## Instructions to follow
Your answer must be every record below, written out exactly as it appears.

## Data extract
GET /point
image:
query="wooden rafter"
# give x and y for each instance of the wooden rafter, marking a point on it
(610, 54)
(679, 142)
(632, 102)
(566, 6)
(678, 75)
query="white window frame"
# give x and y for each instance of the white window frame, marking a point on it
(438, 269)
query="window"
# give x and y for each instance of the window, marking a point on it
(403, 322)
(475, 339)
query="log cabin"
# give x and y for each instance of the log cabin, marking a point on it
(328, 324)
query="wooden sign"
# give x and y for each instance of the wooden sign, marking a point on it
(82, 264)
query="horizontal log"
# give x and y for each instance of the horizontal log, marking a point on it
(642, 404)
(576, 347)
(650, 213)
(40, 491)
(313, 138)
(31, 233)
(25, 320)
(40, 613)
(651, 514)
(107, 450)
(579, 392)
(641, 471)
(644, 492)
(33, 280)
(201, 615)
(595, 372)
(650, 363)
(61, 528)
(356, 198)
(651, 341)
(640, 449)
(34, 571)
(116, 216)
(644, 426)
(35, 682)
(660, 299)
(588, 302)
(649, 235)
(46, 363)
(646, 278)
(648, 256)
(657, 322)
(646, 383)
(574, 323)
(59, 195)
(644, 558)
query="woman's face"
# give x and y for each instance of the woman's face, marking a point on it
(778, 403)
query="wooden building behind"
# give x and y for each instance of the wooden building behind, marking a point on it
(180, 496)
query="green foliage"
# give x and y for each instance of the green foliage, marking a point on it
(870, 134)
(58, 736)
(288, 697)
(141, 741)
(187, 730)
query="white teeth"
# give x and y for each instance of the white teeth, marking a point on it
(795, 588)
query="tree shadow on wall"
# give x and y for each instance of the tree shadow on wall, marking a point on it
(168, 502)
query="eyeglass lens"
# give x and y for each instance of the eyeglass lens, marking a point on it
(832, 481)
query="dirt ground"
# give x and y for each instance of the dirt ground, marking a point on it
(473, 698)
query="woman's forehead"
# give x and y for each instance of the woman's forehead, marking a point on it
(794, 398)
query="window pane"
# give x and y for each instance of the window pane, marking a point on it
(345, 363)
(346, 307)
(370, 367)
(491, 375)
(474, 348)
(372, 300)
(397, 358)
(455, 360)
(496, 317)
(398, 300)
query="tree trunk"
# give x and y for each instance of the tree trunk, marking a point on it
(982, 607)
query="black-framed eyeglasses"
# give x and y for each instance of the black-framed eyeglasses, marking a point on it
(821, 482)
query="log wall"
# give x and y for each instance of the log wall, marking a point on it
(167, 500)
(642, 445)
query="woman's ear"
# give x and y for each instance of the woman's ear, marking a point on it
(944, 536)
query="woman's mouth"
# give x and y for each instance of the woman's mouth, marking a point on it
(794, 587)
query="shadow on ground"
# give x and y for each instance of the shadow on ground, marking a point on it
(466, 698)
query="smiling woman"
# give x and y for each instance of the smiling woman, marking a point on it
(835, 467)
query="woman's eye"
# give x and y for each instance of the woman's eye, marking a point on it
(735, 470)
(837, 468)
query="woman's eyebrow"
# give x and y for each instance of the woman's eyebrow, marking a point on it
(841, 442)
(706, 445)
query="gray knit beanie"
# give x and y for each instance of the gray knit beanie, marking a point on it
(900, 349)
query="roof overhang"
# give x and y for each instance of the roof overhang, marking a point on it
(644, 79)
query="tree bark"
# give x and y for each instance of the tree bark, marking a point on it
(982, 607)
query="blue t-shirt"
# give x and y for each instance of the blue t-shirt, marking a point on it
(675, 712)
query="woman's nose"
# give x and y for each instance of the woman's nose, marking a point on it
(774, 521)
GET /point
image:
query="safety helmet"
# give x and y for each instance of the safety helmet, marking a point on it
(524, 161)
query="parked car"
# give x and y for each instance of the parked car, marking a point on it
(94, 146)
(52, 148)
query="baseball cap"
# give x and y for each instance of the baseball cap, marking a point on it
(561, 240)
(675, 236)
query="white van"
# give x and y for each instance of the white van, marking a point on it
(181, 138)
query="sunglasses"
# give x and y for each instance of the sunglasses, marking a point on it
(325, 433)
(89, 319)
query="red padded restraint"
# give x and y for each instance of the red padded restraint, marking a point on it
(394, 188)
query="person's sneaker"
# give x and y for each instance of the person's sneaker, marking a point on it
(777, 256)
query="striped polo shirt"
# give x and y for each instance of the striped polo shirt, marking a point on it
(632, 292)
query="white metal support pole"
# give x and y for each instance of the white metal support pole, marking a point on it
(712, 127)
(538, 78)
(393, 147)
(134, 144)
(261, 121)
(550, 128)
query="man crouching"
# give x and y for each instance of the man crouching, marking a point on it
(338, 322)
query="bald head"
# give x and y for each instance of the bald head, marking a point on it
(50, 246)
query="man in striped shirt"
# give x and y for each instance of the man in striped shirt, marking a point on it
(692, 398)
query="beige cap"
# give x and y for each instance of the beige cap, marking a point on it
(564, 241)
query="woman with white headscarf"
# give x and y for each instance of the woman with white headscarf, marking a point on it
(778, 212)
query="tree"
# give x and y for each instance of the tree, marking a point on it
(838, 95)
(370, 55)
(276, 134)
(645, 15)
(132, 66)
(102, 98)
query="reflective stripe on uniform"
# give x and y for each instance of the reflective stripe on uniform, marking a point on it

## Response
GET /point
image:
query="wooden rafter"
# give x and y for each instance of the wooden rafter, marking a point on it
(610, 54)
(679, 142)
(632, 102)
(566, 6)
(678, 75)
query="white window frame"
# give x and y for each instance of the white window frame, marking a point on it
(438, 269)
query="window"
# give x and y for each instance of the window, marking a point on it
(403, 322)
(475, 339)
query="log cabin"
# give x and y for each instance of the log cabin, marking a point on it
(328, 324)
query="wooden sign"
# give x and y for each instance of the wooden sign, marking a point on it
(82, 264)
query="horizontal log"
# give x and y for each instance of the horizontal log, marking a point on it
(642, 404)
(576, 347)
(650, 213)
(40, 491)
(313, 138)
(31, 233)
(25, 320)
(40, 613)
(651, 514)
(107, 450)
(579, 392)
(641, 471)
(644, 492)
(33, 280)
(201, 615)
(595, 372)
(650, 363)
(61, 528)
(356, 198)
(651, 341)
(640, 449)
(34, 571)
(116, 216)
(644, 426)
(35, 682)
(660, 299)
(588, 302)
(649, 235)
(46, 363)
(646, 278)
(648, 256)
(657, 322)
(646, 383)
(574, 323)
(59, 195)
(644, 558)
query="woman's face"
# give x and y for each instance of the woman's face, marking a point on it
(778, 403)
query="wooden building behind"
# give x and y for each instance of the wooden building behind, marking a point on it
(180, 496)
query="green foliage"
# give x and y for each instance of the green foliage, marking a point on it
(870, 134)
(58, 736)
(288, 697)
(141, 741)
(187, 730)
query="white teeth"
# give x and y for each instance of the white teeth, marking a point on it
(795, 588)
query="tree shadow on wall"
# give x and y for each instance of the tree shadow on wall, marking a point on it
(168, 502)
query="eyeglass lens"
# give x and y for each instance of the eyeglass lens, marking a point on it
(832, 481)
query="dirt ground"
# give x and y for each instance of the dirt ground, marking a point on it
(473, 698)
query="woman's forehead"
# give x and y for each instance of the woman's forehead, marking a point on it
(794, 398)
query="window pane"
# give x and y for each instance of the window pane, marking a point on it
(345, 363)
(346, 307)
(370, 367)
(491, 375)
(474, 348)
(372, 300)
(397, 358)
(455, 360)
(496, 317)
(398, 300)
query="tree trunk"
# give x and y for each instance of the tree trunk, marking a point on it
(982, 607)
query="black-framed eyeglasses"
# give x and y for each instance of the black-framed eyeglasses, marking a point on it
(821, 482)
query="log wall"
# give x and y for each instance of the log wall, marking a point on it
(167, 500)
(642, 445)
query="woman's ear"
# give x and y for each instance of the woman's ear, marking a point on it
(944, 536)
query="woman's mouth"
# give x and y for each instance of the woman's mouth, marking a point on it
(794, 587)
query="shadow on ground"
# give x and y for each instance of the shadow on ground, marking a point on it
(466, 698)
query="smiling woman"
# give x and y for each instance of the smiling woman, marking a point on it
(835, 467)
query="woman's eye"
# give x and y for each instance of the woman's eye, marking a point on it
(735, 470)
(837, 468)
query="woman's eyebrow"
# give x and y for each instance of the woman's eyebrow, marking a point on it
(841, 442)
(706, 445)
query="gray knit beanie"
# give x and y for each instance of the gray knit beanie, marking a point on it
(900, 349)
query="roof overhang"
# give x and y for each instance of the roof overhang, marking a point on it
(644, 79)
query="tree bark"
# give x and y for each instance of the tree bark, marking a point on it
(982, 607)
query="blue t-shirt"
# give x and y for each instance of the blue t-shirt, marking a point on it
(675, 712)
query="woman's nose"
# give x and y for each instance of the woman's nose, marking a point on it
(774, 521)
GET /point
image:
query="safety helmet"
# give x and y for each instance of the safety helmet, marking a point on it
(524, 161)
query="parked car"
# give x and y for each instance of the parked car, marking a point on it
(94, 146)
(52, 148)
query="baseball cap"
# give x and y for each instance of the baseball cap, marking a point on it
(561, 240)
(675, 236)
query="white van"
# give x and y for each instance of the white van, marking a point on it
(181, 138)
query="sunglasses"
# give x and y for each instance of the sunglasses, marking a point on it
(325, 433)
(89, 319)
query="red padded restraint"
# give x and y for each instance of the red padded restraint, marking a point on it
(394, 188)
query="person's sneaker"
# give x and y for each instance of the person's sneaker, marking a point on it
(777, 256)
query="striped polo shirt"
# give x and y for each instance of the striped polo shirt, marking a point on it
(632, 292)
query="white metal support pole"
# give x and y for each instance of the white metal support pole, marking a point on it
(712, 127)
(538, 78)
(393, 147)
(134, 144)
(261, 121)
(550, 128)
query="man crouching"
# give x and y for each instance of the man crouching, marking a point on it
(338, 322)
query="bald head"
# give x and y for each instance of the bald head, marking a point on it
(50, 246)
query="man in striped shirt"
# give x and y for each instance of the man in striped shirt, marking a point on it
(692, 398)
query="beige cap"
# give x and y for each instance of the beige cap, marking a point on it
(564, 241)
query="woman with white headscarf"
# give x and y for each instance of the woman with white headscarf, marking a point on it
(778, 212)
query="tree"
# give x and y for each instance of the tree, marking a point on it
(838, 95)
(370, 55)
(276, 134)
(645, 15)
(132, 66)
(102, 98)
query="reflective stripe on uniform"
# give x and y for each instance of the reflective stripe on uniform, marking a point on it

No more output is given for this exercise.